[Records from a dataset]

........

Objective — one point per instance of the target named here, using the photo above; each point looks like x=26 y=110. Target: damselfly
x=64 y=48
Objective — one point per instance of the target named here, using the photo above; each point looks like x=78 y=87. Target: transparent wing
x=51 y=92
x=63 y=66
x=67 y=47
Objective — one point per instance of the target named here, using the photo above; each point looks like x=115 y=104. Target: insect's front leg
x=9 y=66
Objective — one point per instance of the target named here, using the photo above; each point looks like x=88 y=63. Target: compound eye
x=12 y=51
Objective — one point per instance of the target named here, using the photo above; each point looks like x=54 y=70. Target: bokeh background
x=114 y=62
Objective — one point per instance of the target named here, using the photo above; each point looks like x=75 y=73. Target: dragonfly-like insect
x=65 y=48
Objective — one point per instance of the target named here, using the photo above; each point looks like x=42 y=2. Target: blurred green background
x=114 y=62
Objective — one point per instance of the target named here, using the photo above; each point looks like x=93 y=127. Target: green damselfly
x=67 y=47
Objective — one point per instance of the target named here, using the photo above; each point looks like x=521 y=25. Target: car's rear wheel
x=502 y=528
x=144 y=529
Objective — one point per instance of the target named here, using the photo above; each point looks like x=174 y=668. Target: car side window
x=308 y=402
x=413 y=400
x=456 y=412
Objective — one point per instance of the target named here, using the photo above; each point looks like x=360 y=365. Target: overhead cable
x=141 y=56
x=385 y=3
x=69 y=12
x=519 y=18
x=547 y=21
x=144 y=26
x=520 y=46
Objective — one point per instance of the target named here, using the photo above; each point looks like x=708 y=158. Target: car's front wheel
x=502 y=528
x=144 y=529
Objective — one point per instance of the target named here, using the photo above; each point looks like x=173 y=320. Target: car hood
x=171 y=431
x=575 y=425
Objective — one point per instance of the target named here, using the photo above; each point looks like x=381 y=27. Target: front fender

........

**Task description:** The response should be every record above restated exactly.

**Your solution:**
Objective — one point per instance of the target named here, using the photo above; each point looks like x=26 y=110. Target: damselfly
x=64 y=48
Objective — one point per instance of the target named here, using the photo above; each point looks like x=78 y=87. Target: transparent wing
x=51 y=92
x=63 y=66
x=67 y=47
Objective — one point per instance of the target named here, using the photo above; each point looks like x=115 y=104. Target: insect's front leg
x=9 y=66
Objective — one point per instance of the target named here, using the photo above; each point looks like x=88 y=63. Target: compound eye
x=12 y=51
Objective — one point per instance of the target named here, using the photo above; each point looks like x=54 y=70. Target: bokeh background
x=114 y=62
Objective — one point per instance of the target named here, using the photo above; each point looks like x=75 y=73. Target: dragonfly-like insect
x=65 y=48
Objective — one point per instance of the target named here, using the photo above; each point looks like x=42 y=2. Target: blurred green background
x=114 y=62
Objective — one point per instance of the target named here, using the photo above; each point looks like x=93 y=127. Target: green damselfly
x=67 y=47
Objective — one point per instance of the target named here, using the photo above; each point looks like x=521 y=25. Target: car's rear wheel
x=502 y=528
x=144 y=529
Objective — one point per instance of the target named here, using the photo above; each point looks like x=174 y=668. Target: car side window
x=308 y=402
x=413 y=400
x=456 y=412
Objective — one point per instance of the target named here, using the photo above; each point looks like x=360 y=365. Target: overhead cable
x=141 y=56
x=385 y=3
x=69 y=12
x=519 y=18
x=547 y=21
x=144 y=26
x=520 y=46
Objective — one point per instance of the target named here, using the photo above; each point looks like x=708 y=158. Target: car's front wheel
x=502 y=528
x=144 y=529
Objective — one point per instance of the target named here, using the photo above; each point looks like x=173 y=320. Target: car hood
x=171 y=431
x=575 y=425
Objective — one point per instance of the target named here, using the photo above; each point looks like x=381 y=27. Target: front fender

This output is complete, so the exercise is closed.